** begin PASSAGE **
- Old Bhilai Location in Chhattisgarh, India Old Bhilai Old Bhilai (India)
- Coordinates: 21°13′11″N 81°27′27″E﻿ / ﻿21.21979°N 81.45751°E
- Country: India
- State: Chhattisgarh
- District: Durg

Government
- • Type: Municipal Corporation
- • Body: Charoda Municipal Corporation

Area
- • Total: 190 km^{2} (73 sq mi)

Population (2011)
- • Total: 107,170
- • Density: 560/km^{2} (1,500/sq mi)
- Demonym: Bhilites

Languages
- • Official: Hindi, Chhattisgarhi
- Time zone: UTC+5:30 (IST)
- PIN: 490025
- Telephone code: 0788
- Vehicle registration: CG-07

= Bhilai Charoda =

Bhilai Charoda is a municipal corporation and a part of Bhilai city in the state of Chhattisgarh, India. Charoda is an industrial area of Bhilai city. Asia's longest railway marshaling yard is in Charoda, Bhilai.
** end PASSAGE **
** begin GIVEN ENTRIES **
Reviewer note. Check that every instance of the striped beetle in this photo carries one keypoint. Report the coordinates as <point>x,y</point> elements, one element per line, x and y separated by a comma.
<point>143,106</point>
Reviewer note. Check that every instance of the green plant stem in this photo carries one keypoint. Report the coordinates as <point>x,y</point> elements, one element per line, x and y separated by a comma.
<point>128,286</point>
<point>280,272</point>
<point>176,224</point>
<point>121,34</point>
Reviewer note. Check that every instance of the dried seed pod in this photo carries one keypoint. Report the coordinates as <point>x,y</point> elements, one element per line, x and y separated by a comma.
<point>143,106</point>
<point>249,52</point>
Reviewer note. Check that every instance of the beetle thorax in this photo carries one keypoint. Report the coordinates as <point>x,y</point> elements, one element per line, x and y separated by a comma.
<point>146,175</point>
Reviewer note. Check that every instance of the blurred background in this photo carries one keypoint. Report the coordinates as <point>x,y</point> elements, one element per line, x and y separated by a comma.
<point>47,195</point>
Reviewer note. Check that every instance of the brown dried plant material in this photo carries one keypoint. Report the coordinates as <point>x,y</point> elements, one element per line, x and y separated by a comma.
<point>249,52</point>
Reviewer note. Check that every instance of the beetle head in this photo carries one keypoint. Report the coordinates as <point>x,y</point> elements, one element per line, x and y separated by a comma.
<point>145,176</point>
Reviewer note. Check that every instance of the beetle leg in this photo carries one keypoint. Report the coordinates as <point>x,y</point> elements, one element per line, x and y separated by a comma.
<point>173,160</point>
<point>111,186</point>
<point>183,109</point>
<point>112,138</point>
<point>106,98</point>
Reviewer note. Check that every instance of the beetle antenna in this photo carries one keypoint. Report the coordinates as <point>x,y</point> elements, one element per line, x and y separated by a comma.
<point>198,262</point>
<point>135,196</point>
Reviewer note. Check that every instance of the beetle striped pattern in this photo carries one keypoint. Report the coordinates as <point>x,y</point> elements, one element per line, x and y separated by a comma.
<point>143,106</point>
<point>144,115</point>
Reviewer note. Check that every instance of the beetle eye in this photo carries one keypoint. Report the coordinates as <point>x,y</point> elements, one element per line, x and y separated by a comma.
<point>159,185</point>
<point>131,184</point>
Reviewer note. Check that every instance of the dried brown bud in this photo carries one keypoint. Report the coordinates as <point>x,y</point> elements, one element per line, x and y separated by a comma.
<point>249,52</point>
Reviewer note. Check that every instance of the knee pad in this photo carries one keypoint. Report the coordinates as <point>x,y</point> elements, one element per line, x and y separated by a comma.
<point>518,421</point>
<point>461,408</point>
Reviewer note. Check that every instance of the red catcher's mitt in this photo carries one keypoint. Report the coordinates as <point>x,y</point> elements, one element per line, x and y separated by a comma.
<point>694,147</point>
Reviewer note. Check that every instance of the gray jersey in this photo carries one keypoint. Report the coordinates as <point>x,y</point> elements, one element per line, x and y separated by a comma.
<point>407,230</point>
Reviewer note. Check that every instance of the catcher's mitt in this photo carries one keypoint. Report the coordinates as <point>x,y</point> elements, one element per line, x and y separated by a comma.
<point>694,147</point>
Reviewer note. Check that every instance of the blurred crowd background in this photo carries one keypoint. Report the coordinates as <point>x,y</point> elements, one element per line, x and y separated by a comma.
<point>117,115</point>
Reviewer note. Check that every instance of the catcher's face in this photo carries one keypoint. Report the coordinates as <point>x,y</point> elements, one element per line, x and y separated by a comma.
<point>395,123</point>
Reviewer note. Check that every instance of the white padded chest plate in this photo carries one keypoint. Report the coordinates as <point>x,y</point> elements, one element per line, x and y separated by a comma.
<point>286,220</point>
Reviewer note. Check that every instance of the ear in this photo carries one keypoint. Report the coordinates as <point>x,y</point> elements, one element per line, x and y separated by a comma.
** end GIVEN ENTRIES **
- SET PROBLEM A:
In the Bhilai Charoda passage, what is said to be located in Charoda?
- SET PROBLEM B:
Pick up the Bhilai Charoda passage after its last sentence and keep writing.
The items come from a different source than the Bhilai Charoda passage.

- REPLY A:
Asia's longest railway marshaling yard.

- REPLY B:
==Demographics==
As of 2001 India census Charoda had a population of 98,008. Males constitute 52% of the population and females 48%. Charoda has an average literacy rate of 77.63%, higher than the national average of 74.04%; with male literacy of 87.19% and female literacy of 67.96%. 13% of the population is under 6 years of age. The sex ratio of Bhilai Charoda is 995. Thus per every 1000 men, there were 995 females in Bhilai Charoda. Additionally, the child sex ratio was 1,034 which is greater than the average sex ratio (989) of Chhattisgarh. Bhilai Charoda is situated equidistant, 20 kilometers, from Durg and Raipur (the state capital).

==Places of interest==

Deobaloda temple

 Deobaloda has a temple of the Hindu god Shiva called Mahadev temple, built by the Kalachuris during the 13th century.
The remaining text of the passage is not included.